### TEXT FOR ANALYSIS

[lbo-talk] Juan Cole on the Bomb Iran debate

Michael Pollak mpollak at panix.com
Wed Mar 15 12:24:30 PST 2006


http://www.truthdig.com/report/item/20060313_fishing_for_a_pretext_in_iran/

Truthdig

Fishing for a Pretext to Squeeze Iran

By Juan Cole

<snip>

Iran is a mid-size country of some 70 million, with a per capita

income of only about $2,000 a year. It has no weapons of mass

destruction, and its conventional military forms no threat to the

United States. From an Iranian point of view, the Americans are

simply being unreasonably aggressive. Supreme Jurisprudent Ali

Khamenei has given a fatwa or formal religious ruling against

nuclear weapons, and President Ahmadinejad at his inauguration

denounced such arms and committed Iran to remaining a nonnuclear

weapons state.

In fact, the Iranian regime has gone further, calling for the

Middle East to be a nuclear-weapons-free zone. On Feb. 26,

Ahmadinejad said: We too demand that the Middle East be free of

nuclear weapons; not only the Middle East, but the whole world

should be free of nuclear weapons. Only Israel among the states of

the Middle East has the bomb, and its stockpile provoked the arms

race with Iraq that in some ways led to the U.S. invasion of 2003.

The U.S. has also moved nukes into the Middle East at some points,

either on bases in Turkey or on submarines.

Iran is a signatory of the Nuclear Non-Proliferation Treaty and has

allowed the International Atomic Energy Agency to inspect and

monitor its nuclear energy research program, as required by the

treaty. It raised profound suspicions, however, with its one

infraction against the treaty--which was to conduct some secret

civilian research that it should have reported and did not, and

which was discovered by inspectors. Tehran denies having military

labs aiming for a bomb, and in November of 2003 the IAEA formally

announced that it could find no proof of such a weapons program.

The U.S. reaction was a blustery incredulity, which is not actually

an argument or proof in its own right, however good U.S. Ambassador

to the United Nations John Bolton is at bunching his eyebrows and

glaring.

######
### DATA FOR REVIEW

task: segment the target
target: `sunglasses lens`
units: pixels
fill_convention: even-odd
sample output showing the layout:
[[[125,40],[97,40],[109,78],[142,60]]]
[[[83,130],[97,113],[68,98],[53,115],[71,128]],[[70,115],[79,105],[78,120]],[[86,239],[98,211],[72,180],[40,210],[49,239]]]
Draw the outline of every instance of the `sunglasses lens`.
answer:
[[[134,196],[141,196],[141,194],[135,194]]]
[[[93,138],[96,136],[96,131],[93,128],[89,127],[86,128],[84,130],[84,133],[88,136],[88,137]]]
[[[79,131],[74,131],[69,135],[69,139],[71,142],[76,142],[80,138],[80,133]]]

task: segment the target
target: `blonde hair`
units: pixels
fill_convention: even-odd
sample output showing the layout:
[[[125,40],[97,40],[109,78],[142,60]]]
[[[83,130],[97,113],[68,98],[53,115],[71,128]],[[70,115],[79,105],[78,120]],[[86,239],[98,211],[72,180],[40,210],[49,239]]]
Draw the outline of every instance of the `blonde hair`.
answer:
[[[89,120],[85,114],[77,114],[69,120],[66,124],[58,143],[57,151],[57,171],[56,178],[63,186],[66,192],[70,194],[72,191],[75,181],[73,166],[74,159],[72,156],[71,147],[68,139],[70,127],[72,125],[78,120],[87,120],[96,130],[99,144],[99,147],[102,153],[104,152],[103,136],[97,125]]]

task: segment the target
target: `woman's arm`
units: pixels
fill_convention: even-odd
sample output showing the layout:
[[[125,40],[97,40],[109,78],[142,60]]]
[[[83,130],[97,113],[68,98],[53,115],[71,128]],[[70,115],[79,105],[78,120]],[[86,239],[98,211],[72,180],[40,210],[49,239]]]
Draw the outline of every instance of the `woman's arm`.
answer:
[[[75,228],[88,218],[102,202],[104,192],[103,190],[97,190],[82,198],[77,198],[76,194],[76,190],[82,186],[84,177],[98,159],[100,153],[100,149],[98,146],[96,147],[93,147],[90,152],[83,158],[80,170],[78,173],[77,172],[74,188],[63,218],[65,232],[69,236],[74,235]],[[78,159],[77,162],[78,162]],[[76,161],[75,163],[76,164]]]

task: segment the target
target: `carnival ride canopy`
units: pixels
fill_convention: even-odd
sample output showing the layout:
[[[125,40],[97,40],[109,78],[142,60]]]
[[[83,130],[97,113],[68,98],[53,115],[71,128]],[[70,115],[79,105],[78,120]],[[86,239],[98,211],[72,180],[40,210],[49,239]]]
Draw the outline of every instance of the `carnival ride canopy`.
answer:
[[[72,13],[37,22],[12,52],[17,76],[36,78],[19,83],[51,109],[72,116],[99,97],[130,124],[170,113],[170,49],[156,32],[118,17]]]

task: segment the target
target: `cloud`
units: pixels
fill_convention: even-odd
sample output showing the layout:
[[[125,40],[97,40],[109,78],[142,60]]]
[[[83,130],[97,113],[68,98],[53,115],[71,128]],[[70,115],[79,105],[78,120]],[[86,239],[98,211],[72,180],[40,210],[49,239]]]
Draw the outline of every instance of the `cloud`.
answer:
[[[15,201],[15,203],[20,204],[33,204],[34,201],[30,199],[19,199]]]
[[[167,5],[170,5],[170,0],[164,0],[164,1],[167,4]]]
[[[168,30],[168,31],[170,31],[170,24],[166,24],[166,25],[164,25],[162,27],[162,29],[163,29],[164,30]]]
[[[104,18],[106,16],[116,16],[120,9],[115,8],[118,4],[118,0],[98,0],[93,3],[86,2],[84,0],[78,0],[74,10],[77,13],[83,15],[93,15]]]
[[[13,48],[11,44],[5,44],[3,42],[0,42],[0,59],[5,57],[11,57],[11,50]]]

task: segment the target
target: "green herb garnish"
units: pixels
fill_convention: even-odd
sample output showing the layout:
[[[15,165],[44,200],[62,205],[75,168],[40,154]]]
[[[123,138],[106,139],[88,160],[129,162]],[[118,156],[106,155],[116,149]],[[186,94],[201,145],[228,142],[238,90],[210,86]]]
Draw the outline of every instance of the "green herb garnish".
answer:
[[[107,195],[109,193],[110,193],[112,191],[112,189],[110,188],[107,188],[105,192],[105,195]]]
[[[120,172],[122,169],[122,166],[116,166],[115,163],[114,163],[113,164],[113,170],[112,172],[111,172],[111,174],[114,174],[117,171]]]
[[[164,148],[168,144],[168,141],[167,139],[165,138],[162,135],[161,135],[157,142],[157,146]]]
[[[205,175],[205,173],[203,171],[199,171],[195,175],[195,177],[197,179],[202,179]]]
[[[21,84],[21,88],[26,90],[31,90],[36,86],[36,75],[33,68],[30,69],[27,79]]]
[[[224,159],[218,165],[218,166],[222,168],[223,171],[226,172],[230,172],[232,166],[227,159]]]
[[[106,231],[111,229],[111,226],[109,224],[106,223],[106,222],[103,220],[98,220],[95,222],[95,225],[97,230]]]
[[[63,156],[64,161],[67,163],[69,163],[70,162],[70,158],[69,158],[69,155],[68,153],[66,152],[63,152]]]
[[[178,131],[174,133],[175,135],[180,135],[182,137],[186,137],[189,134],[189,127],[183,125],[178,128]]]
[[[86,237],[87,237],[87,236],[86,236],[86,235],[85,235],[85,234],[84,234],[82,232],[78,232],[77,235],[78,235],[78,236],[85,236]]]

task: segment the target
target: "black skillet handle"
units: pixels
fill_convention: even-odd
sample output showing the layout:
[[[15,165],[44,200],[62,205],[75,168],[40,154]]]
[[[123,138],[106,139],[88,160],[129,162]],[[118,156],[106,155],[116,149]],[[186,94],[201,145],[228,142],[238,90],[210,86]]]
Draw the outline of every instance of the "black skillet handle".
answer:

######

WHAT TO DO —
1) Rewrite the stretch of the article on Iran from "should be free" through "or on submarines.", swapping "submarines" for "aircraft carriers".
2) Which countries are named in the article on Iran?
These rows were taken from a different source.

REPLIES —
1)
should be free of nuclear weapons. Only Israel among the states of

the Middle East has the bomb, and its stockpile provoked the arms

race with Iraq that in some ways led to the U.S. invasion of 2003.

The U.S. has also moved nukes into the Middle East at some points,

either on bases in Turkey or on aircraft carriers.

2)
Iran
United States
Israel
Iraq
Turkey